[Data extracted from a collection]
════
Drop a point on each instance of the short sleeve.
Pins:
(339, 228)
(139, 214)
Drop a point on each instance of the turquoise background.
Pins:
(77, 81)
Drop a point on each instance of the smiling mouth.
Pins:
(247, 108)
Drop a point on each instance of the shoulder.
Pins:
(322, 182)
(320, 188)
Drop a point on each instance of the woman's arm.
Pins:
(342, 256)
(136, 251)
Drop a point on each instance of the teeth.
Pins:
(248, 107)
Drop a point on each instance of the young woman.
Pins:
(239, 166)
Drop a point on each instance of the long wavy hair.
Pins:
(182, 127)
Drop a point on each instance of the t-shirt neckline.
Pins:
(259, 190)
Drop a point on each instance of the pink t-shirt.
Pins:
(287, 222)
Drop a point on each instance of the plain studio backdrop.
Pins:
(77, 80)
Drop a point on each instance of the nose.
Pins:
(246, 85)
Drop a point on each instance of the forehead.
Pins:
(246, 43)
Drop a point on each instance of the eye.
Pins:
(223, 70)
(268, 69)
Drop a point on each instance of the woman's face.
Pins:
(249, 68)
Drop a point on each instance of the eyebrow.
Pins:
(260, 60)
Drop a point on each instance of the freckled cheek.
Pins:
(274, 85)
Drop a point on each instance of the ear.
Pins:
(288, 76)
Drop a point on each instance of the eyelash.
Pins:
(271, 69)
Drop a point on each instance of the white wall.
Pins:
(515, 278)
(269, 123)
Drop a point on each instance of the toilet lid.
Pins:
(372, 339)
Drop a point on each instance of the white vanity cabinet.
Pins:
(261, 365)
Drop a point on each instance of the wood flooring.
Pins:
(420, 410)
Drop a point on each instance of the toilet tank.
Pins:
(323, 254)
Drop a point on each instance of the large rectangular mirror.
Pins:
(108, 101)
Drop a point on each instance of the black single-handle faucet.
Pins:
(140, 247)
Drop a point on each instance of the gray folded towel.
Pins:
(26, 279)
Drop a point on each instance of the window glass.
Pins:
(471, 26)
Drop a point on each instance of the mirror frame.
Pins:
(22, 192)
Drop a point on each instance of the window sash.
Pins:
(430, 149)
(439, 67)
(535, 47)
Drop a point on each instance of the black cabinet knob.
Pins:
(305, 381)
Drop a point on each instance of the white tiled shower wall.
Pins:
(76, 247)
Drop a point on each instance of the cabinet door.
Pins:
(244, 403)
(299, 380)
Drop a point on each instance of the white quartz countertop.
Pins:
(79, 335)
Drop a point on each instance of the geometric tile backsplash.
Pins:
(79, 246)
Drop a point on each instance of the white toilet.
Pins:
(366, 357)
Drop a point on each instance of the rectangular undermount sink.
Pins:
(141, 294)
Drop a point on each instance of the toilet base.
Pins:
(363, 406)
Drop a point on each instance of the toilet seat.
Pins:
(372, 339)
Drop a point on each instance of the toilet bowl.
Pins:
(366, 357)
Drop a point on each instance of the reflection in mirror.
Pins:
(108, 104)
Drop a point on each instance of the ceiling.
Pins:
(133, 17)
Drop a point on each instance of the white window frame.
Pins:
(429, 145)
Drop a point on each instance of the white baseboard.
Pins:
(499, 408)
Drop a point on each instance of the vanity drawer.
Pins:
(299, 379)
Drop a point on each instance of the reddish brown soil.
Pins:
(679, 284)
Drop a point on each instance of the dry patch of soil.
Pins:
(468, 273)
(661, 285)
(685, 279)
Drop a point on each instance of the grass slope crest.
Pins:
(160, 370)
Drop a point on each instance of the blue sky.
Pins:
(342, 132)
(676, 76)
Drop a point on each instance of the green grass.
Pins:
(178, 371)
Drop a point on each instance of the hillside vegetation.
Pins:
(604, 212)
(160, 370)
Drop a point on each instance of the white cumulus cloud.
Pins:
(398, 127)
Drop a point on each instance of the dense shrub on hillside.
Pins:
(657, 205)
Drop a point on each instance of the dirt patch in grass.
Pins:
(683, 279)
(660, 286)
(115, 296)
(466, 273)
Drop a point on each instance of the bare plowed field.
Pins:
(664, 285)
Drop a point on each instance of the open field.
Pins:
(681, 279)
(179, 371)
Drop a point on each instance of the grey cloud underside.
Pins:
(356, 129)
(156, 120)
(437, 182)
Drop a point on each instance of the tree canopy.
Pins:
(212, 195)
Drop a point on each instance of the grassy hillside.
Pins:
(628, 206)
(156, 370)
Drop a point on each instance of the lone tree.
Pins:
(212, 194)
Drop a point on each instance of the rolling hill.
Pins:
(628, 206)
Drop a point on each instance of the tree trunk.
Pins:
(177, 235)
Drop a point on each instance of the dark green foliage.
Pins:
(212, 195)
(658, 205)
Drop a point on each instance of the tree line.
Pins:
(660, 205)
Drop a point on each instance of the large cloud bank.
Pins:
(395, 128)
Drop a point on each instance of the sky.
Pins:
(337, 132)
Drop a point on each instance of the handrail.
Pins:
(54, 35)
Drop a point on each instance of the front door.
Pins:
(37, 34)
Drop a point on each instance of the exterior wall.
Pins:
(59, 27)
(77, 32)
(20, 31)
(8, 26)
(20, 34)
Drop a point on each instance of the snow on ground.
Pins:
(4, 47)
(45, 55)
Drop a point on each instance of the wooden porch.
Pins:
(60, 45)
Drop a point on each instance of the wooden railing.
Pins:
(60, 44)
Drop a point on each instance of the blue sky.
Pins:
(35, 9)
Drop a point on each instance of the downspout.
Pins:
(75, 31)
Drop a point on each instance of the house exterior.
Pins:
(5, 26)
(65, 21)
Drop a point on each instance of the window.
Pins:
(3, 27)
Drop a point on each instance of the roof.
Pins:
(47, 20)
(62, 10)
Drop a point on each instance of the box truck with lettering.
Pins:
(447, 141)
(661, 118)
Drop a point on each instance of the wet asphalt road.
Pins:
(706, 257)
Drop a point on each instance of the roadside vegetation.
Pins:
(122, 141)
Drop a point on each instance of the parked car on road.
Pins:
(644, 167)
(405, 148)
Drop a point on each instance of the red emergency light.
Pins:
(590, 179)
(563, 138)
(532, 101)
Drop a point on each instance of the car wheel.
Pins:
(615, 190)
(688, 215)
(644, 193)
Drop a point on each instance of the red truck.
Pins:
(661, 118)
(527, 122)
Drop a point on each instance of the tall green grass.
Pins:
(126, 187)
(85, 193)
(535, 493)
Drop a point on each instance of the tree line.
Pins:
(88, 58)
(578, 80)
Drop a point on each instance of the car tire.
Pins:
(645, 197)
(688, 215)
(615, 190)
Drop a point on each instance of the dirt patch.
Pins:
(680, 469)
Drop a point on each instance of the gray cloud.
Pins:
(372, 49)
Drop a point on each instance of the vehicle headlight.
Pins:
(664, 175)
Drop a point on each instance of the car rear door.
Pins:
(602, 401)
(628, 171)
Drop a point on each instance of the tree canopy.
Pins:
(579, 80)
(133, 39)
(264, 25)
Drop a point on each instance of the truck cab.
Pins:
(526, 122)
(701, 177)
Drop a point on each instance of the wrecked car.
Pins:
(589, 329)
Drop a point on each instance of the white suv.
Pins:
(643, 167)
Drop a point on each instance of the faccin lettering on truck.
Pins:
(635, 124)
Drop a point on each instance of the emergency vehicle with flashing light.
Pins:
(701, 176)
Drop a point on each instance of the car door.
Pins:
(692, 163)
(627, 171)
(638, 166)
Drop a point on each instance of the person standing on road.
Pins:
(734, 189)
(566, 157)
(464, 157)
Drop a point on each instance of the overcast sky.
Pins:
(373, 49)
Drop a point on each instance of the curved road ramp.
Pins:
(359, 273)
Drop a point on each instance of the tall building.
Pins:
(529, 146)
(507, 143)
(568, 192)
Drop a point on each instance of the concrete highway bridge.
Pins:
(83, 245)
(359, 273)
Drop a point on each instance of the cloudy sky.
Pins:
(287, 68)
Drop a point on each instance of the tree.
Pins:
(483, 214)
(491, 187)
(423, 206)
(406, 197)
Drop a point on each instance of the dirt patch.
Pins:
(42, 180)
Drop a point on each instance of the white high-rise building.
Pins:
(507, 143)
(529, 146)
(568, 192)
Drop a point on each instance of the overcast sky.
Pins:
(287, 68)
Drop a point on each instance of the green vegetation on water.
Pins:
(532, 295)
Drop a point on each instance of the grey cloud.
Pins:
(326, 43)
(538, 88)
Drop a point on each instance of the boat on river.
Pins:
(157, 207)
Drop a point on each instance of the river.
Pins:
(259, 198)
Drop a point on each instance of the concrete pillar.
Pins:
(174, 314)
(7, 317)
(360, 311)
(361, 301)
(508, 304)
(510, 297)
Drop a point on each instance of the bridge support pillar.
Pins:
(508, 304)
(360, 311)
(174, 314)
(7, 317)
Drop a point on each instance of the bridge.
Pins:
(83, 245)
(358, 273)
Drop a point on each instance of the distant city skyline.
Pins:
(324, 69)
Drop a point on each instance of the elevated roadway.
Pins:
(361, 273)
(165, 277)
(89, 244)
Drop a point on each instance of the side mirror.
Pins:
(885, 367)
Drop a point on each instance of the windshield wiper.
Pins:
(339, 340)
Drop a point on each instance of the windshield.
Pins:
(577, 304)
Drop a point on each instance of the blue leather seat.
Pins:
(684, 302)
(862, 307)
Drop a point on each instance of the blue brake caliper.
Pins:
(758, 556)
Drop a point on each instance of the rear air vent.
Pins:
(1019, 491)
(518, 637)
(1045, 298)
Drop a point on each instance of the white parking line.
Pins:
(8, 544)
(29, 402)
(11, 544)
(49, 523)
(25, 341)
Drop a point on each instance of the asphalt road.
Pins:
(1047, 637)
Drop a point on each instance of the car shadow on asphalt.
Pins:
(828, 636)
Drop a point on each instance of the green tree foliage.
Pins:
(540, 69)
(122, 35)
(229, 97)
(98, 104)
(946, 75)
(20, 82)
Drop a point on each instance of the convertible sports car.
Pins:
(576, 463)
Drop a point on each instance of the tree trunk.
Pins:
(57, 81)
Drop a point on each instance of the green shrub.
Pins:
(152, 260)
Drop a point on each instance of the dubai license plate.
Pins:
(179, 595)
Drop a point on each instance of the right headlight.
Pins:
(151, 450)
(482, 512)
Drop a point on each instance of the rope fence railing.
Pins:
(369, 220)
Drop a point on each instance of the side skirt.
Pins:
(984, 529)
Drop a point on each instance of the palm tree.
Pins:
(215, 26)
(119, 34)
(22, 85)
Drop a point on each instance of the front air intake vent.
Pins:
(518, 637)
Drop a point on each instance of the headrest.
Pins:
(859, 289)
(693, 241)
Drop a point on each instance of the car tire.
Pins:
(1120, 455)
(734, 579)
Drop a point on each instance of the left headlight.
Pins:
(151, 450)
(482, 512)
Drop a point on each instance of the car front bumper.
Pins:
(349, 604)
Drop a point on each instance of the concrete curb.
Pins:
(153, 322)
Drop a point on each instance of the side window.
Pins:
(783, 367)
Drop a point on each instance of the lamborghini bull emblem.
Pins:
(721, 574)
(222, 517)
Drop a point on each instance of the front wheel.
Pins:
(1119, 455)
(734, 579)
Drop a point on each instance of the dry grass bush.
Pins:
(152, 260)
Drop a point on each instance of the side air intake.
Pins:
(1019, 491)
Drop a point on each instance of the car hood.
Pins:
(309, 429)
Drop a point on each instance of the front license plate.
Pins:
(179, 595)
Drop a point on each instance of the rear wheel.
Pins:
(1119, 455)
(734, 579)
════
→ **Your assignment**:
Count each line of the data where the word "emergency" appears, then reply with the total only.

→ **Answer**:
2